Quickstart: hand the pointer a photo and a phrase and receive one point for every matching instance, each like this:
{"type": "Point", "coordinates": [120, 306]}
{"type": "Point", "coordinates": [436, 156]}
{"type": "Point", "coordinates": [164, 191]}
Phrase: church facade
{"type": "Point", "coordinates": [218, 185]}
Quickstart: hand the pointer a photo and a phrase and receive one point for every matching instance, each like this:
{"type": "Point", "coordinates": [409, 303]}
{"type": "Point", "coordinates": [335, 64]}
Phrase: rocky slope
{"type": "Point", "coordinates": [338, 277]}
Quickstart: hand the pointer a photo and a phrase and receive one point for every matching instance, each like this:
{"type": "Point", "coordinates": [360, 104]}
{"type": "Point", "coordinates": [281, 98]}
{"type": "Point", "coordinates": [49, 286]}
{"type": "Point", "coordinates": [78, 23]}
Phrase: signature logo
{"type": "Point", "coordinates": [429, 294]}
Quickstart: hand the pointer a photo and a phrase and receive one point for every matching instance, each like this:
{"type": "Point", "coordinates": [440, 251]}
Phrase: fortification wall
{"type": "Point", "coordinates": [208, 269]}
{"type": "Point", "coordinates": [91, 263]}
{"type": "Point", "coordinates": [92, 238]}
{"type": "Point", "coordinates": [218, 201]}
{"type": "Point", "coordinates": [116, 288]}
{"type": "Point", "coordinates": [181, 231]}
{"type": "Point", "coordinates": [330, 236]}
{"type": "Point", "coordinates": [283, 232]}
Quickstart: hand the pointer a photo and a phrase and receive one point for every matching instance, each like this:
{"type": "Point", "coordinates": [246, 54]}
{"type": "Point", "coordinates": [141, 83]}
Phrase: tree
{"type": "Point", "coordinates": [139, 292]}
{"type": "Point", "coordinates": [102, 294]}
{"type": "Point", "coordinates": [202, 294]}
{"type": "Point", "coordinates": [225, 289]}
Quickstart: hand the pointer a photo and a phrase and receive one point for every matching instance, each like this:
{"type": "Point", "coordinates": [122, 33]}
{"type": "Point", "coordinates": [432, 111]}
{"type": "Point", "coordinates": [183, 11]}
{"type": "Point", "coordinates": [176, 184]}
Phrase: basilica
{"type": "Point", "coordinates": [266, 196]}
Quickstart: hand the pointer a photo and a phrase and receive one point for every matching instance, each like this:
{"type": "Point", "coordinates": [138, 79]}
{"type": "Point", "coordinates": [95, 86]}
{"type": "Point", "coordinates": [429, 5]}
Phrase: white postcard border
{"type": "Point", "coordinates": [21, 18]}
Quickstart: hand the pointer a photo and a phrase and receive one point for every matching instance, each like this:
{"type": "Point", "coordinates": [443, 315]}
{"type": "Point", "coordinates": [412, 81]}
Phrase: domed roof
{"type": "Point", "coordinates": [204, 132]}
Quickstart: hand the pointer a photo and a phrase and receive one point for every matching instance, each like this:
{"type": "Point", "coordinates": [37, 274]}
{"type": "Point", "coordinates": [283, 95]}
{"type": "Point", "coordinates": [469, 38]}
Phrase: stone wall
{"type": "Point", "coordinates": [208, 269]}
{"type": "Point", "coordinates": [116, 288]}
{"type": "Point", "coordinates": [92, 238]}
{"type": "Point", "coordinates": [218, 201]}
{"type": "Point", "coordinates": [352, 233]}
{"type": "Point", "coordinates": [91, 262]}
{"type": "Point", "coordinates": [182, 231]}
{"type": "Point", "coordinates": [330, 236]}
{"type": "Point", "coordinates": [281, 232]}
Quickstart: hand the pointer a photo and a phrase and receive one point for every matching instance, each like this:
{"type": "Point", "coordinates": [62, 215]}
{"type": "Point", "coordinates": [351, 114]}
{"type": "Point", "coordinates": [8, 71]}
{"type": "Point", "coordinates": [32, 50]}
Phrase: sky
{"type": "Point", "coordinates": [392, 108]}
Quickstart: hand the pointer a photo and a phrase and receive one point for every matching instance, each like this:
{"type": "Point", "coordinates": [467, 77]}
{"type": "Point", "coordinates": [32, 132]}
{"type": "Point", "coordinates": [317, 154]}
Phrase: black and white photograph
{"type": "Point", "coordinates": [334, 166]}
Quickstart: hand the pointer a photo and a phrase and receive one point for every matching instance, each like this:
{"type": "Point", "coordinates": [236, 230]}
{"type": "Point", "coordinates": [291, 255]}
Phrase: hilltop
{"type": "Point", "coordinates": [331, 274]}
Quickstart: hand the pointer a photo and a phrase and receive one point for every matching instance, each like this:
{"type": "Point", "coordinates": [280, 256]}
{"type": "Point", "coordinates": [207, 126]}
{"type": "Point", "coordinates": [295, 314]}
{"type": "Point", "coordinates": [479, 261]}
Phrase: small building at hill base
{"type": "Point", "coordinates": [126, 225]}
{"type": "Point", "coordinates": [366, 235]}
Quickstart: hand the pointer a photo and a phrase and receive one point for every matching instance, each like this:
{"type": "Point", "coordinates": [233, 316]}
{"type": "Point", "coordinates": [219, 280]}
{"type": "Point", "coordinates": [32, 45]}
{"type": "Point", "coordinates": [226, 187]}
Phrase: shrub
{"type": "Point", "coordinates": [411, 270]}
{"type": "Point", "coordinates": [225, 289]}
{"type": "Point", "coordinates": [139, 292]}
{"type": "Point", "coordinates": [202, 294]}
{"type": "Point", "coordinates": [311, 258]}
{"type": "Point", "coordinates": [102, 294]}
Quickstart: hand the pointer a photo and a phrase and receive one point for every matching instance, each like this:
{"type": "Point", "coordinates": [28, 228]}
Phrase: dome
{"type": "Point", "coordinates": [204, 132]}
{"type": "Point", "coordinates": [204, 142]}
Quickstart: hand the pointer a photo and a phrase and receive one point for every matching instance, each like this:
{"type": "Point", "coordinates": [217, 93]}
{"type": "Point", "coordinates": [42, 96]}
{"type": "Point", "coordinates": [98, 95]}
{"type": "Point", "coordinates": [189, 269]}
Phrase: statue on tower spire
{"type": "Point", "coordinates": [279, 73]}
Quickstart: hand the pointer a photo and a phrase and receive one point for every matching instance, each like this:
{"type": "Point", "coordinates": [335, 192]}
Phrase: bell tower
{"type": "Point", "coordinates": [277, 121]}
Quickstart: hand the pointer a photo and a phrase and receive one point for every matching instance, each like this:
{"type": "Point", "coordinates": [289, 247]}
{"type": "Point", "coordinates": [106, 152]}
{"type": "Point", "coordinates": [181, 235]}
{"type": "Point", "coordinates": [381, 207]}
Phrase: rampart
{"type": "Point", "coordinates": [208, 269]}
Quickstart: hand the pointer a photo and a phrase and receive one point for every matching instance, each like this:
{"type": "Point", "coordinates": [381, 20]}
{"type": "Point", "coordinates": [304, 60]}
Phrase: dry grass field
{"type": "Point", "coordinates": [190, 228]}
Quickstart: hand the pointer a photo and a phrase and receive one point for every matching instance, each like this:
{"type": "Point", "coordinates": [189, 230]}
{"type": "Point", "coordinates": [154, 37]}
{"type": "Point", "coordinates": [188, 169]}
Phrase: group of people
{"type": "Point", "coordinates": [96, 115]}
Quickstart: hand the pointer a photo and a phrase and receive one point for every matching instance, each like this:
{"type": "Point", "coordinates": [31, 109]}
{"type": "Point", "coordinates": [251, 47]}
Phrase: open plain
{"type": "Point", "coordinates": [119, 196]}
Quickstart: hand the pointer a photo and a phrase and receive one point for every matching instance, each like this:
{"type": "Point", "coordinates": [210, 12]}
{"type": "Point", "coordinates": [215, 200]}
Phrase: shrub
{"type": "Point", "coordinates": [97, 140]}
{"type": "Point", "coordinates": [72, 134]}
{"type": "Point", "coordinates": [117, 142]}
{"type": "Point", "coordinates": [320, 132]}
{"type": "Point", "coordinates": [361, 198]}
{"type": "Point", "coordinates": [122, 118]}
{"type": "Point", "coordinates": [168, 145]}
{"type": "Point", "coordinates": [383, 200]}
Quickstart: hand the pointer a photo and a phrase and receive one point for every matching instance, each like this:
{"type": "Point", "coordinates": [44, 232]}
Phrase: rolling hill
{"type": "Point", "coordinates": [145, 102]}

**Task description**: Which lines of the records above contain the string "tower"? Copy out each of them, and count a line only if the capitalization matches.

**Full output**:
Phrase: statue on tower spire
Phrase: bell tower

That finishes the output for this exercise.